# WORK TO BE COMPLETED:
Give back exactly the lines from the one containing "Reviewer note: verify one keypoint per instance of the horizon." through the end of the records, including both, and no others.

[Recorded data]
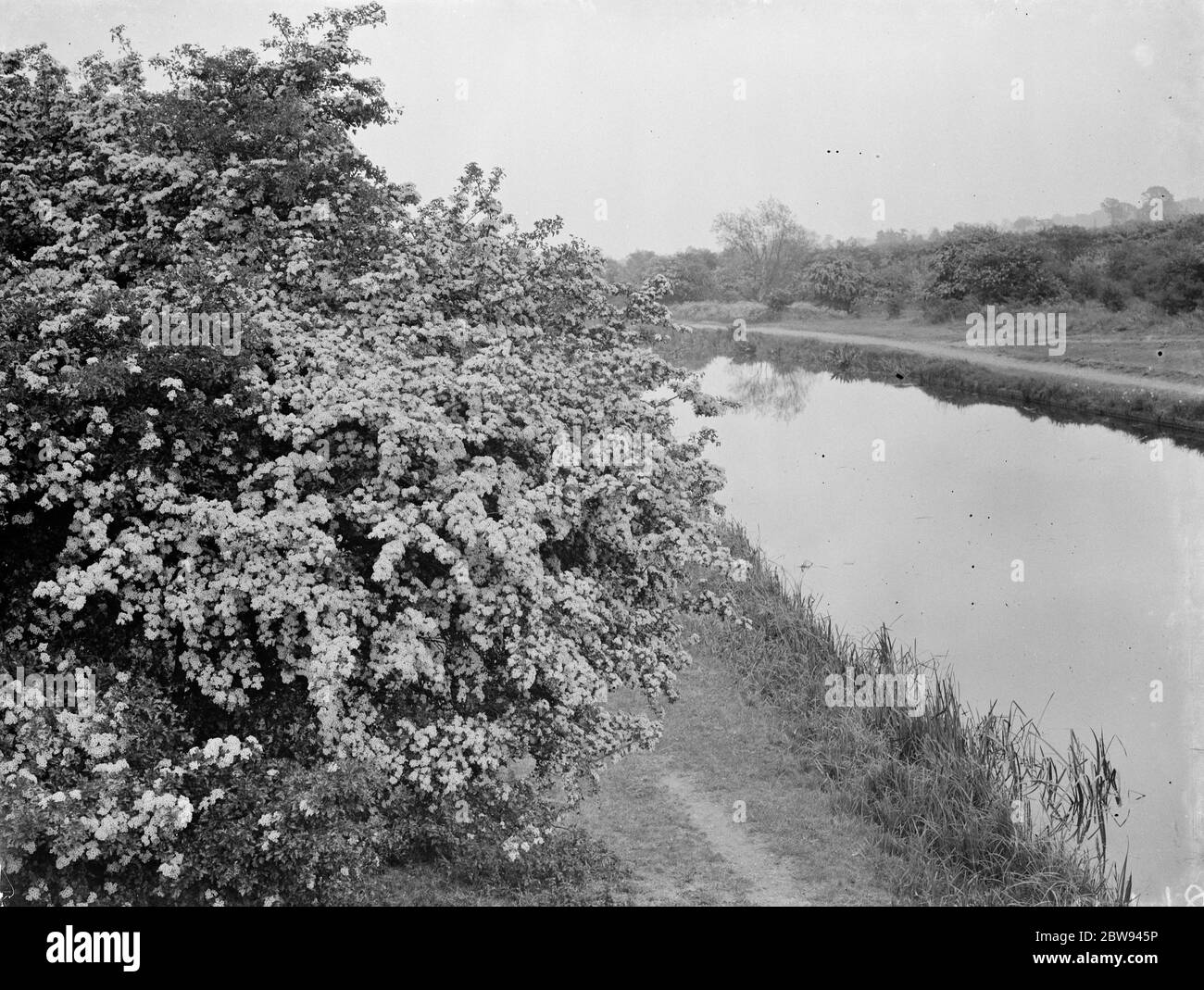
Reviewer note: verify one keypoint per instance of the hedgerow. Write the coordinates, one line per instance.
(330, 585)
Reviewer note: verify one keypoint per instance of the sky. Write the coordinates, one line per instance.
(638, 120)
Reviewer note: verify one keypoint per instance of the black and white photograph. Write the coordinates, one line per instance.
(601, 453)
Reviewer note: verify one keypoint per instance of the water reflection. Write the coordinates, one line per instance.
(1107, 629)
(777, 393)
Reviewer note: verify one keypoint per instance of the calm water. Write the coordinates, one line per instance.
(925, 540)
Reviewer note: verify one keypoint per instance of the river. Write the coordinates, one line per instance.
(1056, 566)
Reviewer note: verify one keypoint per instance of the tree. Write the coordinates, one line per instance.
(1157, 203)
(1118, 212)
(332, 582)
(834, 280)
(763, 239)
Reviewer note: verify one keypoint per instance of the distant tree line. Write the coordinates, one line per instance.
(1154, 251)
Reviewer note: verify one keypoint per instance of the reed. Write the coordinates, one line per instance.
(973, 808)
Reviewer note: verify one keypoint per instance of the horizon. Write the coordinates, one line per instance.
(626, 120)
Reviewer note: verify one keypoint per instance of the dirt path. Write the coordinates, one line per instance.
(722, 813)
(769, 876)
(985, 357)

# EXERCISE RESPONSE:
Reviewer note: verify one keypoint per instance of the horizon. Write the coordinates, one line per instance.
(626, 120)
Reviewer note: verify one keypoint per instance of the dirt path. Write the coordinates, one line per instance.
(722, 813)
(769, 876)
(985, 357)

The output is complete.